Was tut man nicht alles, um einen umkämpften Wachstumsmarkt zu bespielen. Immerhin: Trainer Pep Guardiola kennt es aus seiner Zeit beim FC Barcelona nicht anders, dass die Vorbereitung nicht allein nach sportlichen Erfordernissen, sondern auch nach wirtschaftlichen Notwendigkeiten ausgerichtet wird.

Die Konkurrenz ist aber stark, wie beim Vorbereitungsturnier mit dem wohlklingenden Namen International Champions Cup gerade demonstriert wird. Am Samstag strömten zum Duell Manchester United gegen Real Madrid 109.318 Zuschauern ins Michigan Stadium. Der US-Sender NBC soll 190 Millionen Euro jährlich für die Fernsehrechte an der englischen Premier League bezahlen, die insgesamt die nächsten drei Jahre unglaubliche 2,75 Milliarden Euro aus der Auslandsvermarktung einnimmt. Dagegen nehmen sich die Minimum 140 Millionen Euro, die sich die Deutsche Fußball Liga (DFL) ab der Lizenzperiode 2015/2016 zum jährlichen Ziel gesetzt hat, beinahe bescheiden aus. Immerhin hat die Bundesliga in den USA den Fuß in der Tür: Als Meilenstein gilt der ab 2015/16 gültige Kontrakt mit 21st Century Fox, mit dem dann 90 Millionen US-Haushalte erreicht werden.

- **Die Aufgaben**
**a)** Wie viele Zuschauer kamen laut Textabschnitt zum Duell Manchester United gegen Real Madrid ins Michigan Stadium?
**b)** Nenne bitte alle Fußballvereine, die im Textabschnitt vorkommen.

- **Beschriftete Kontureinträge**
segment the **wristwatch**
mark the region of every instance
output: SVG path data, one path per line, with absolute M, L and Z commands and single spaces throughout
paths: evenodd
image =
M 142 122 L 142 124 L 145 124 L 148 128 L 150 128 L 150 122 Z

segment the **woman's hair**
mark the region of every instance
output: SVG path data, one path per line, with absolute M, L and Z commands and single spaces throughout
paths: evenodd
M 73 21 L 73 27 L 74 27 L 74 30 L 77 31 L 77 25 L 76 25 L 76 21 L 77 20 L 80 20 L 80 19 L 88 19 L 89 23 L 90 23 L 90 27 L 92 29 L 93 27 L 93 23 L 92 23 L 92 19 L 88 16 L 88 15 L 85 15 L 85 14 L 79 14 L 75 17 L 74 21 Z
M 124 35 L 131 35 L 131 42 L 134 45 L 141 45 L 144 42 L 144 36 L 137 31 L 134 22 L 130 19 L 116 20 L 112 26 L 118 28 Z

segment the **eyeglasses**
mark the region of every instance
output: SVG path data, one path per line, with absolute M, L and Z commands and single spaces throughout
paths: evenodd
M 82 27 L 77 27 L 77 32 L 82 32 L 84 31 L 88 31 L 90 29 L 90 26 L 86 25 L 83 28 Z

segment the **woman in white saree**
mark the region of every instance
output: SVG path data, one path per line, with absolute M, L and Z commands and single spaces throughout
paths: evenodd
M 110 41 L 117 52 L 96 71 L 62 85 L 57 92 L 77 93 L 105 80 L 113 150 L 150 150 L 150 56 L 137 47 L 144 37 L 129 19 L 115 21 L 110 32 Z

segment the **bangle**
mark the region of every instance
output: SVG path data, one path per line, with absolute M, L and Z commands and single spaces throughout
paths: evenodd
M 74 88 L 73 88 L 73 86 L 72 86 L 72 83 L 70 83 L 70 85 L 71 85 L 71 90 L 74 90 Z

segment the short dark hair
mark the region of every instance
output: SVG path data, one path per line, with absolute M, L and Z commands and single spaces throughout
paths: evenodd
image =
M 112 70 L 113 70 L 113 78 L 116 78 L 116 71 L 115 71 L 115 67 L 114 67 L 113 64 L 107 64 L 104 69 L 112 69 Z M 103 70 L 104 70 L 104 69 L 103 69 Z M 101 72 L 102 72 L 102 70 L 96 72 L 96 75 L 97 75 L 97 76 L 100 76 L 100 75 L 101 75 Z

- **Antworten in Reihenfolge**
**a)** 109.318 Zuschauer.

**b)** FC Barcelona, Manchester United, Real Madrid